-------- Exercise input --------

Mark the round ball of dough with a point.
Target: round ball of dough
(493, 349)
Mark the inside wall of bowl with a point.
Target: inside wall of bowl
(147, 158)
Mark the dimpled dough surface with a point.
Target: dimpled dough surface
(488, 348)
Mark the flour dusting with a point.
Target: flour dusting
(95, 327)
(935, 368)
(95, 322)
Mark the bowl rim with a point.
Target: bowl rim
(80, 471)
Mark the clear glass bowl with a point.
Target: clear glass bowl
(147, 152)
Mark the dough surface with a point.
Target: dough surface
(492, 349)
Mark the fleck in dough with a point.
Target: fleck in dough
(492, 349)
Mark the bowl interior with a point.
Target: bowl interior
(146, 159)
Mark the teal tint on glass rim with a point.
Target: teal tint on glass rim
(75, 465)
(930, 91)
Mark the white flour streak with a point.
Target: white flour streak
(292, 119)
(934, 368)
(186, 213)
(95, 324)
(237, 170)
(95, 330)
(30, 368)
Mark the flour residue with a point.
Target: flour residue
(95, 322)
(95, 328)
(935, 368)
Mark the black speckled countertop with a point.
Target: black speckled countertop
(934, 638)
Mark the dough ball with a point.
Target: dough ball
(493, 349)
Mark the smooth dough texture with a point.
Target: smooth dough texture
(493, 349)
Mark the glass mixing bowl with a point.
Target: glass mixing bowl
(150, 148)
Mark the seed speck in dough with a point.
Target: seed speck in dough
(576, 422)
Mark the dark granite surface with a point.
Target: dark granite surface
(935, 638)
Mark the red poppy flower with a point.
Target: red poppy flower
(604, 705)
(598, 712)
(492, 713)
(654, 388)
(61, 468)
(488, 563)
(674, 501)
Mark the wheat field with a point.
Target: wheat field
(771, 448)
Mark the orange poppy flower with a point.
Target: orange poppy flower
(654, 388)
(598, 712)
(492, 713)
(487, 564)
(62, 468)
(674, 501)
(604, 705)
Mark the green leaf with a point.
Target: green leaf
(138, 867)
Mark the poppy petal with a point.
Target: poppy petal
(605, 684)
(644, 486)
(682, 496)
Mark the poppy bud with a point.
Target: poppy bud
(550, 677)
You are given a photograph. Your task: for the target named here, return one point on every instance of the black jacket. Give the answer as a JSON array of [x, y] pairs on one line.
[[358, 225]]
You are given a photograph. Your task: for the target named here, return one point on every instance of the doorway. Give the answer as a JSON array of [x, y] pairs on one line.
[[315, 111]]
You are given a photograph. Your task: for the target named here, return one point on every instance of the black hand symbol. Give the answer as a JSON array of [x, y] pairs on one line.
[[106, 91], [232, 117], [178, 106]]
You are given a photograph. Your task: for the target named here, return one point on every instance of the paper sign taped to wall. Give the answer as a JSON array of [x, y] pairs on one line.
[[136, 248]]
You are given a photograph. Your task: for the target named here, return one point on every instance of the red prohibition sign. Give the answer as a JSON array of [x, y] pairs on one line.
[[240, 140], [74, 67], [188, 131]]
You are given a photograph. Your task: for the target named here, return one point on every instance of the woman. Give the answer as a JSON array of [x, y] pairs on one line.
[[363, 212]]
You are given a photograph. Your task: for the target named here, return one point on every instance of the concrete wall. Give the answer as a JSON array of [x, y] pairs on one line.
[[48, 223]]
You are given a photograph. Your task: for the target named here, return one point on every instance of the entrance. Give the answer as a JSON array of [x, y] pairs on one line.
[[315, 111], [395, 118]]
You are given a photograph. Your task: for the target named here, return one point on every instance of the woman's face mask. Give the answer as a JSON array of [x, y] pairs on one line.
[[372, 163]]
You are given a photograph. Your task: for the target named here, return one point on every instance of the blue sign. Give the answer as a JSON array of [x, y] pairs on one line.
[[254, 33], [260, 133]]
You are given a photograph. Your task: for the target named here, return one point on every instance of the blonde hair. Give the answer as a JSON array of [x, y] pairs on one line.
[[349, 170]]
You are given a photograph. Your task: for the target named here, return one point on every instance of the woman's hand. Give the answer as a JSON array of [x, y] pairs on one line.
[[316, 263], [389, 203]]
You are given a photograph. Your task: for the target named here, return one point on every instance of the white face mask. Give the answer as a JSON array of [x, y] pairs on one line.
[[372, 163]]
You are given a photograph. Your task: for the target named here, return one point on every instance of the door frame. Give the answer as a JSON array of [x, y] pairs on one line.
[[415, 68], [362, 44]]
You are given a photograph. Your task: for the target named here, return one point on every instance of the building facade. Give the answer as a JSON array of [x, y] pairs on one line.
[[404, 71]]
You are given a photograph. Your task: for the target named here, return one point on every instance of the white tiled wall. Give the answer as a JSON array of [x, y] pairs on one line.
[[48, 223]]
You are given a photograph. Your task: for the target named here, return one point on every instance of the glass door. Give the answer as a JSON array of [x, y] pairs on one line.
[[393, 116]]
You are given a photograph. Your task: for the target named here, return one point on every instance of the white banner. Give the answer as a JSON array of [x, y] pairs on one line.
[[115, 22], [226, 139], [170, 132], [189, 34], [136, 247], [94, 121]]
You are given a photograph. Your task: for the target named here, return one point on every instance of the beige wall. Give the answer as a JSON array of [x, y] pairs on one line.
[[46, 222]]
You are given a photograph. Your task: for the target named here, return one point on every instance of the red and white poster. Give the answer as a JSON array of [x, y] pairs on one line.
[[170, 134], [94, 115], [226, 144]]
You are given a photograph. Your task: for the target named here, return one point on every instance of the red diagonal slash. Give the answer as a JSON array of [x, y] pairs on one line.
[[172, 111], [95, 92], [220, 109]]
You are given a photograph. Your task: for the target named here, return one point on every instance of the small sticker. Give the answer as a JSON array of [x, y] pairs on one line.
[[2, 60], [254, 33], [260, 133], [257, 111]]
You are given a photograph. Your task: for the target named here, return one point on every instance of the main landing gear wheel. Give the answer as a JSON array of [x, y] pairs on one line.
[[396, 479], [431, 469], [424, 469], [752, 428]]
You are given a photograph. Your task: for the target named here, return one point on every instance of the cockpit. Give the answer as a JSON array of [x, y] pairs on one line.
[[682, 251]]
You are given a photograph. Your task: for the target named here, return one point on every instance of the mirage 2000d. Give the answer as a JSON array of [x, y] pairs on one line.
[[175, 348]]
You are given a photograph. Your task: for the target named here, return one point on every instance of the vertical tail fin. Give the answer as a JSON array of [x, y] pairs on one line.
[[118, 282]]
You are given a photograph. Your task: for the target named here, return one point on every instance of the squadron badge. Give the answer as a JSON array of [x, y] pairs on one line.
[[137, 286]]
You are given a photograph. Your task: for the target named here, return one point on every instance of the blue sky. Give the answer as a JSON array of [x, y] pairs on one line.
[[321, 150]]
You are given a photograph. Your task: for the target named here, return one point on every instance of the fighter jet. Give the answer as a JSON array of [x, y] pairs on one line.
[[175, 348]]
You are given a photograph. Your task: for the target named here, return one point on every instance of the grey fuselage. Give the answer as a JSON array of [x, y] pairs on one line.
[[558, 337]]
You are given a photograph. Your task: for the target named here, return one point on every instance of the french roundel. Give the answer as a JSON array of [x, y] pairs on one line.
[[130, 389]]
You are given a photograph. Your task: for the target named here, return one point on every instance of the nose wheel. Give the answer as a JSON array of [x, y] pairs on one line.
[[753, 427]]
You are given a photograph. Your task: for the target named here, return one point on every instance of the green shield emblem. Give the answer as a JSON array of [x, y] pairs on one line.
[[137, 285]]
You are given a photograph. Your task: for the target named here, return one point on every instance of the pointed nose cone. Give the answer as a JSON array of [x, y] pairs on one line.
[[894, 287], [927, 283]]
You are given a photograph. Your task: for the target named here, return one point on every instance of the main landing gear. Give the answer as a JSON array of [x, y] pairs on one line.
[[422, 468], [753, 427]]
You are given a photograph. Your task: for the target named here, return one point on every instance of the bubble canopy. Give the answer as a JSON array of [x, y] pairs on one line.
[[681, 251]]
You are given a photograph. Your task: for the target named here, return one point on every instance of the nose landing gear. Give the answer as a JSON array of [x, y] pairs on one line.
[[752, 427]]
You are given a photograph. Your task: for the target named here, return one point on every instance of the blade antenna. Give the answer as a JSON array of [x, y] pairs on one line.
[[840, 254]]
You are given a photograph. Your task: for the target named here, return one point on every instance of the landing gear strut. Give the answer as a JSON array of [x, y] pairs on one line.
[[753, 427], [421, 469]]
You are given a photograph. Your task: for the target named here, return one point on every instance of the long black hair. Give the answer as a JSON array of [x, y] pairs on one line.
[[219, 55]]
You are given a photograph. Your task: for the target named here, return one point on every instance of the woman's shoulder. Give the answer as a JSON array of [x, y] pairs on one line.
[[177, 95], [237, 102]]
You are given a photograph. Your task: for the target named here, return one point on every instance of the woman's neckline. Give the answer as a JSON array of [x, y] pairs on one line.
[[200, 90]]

--------

Starting with the line that contains "of the green", output every line through the end of the listing above, unchanged.

You are given a photograph. Your task: for the target named here, return one point on every instance of the green shield emblem. Give the answer as a JSON array of [x, y] pairs on one line.
[[137, 285]]
You are given a photograph. Your task: for the target named here, return one point on every instance of the pointed nose cone. Give the answer as a JSON array of [x, y] pairs on one line.
[[894, 287], [927, 283]]
You are given a photograph. Your task: for the target named here, return one point on every instance of the main landing gear. Give the answer as a JSON array of [x, y] pairs on one line.
[[422, 468], [753, 427]]
You are given a photograph. Your task: for the target named here, return one point on every instance of the bubble canopy. Give the answer as a JSON array of [x, y] pairs on one line.
[[681, 251]]
You are given a photograph. Your task: for the target named here, return one point on every instance of the nose landing gear. Give the answer as a JSON array of [x, y] pairs on one line.
[[752, 427]]
You are given a photograph. Your task: for the target named here, return one point on every instance of the blade antenna. Give the answer as a JSON array of [x, y] pairs on one line.
[[840, 254]]
You are given a photograph. Your task: for the target named here, return one point on every instance of the landing gear strut. Give the answer as a JSON array of [x, y] pairs on one line.
[[753, 427], [421, 469]]
You are given a photograph. Your task: for the target named here, return one point on every instance of the long black hair. Give the answer as a JSON array of [x, y] pairs on one line.
[[219, 55]]
You are given a photograph. Your task: for the target named here, return one point on every instance of the woman's shoulder. Give the answer as a JSON array of [x, y] pairs on one line.
[[177, 95], [237, 102]]
You are given a photograph. Your task: for the target named here, return one point on every instance of the woman's neckline. Give the answer as a JSON array of [x, y] pairs on one line.
[[200, 90]]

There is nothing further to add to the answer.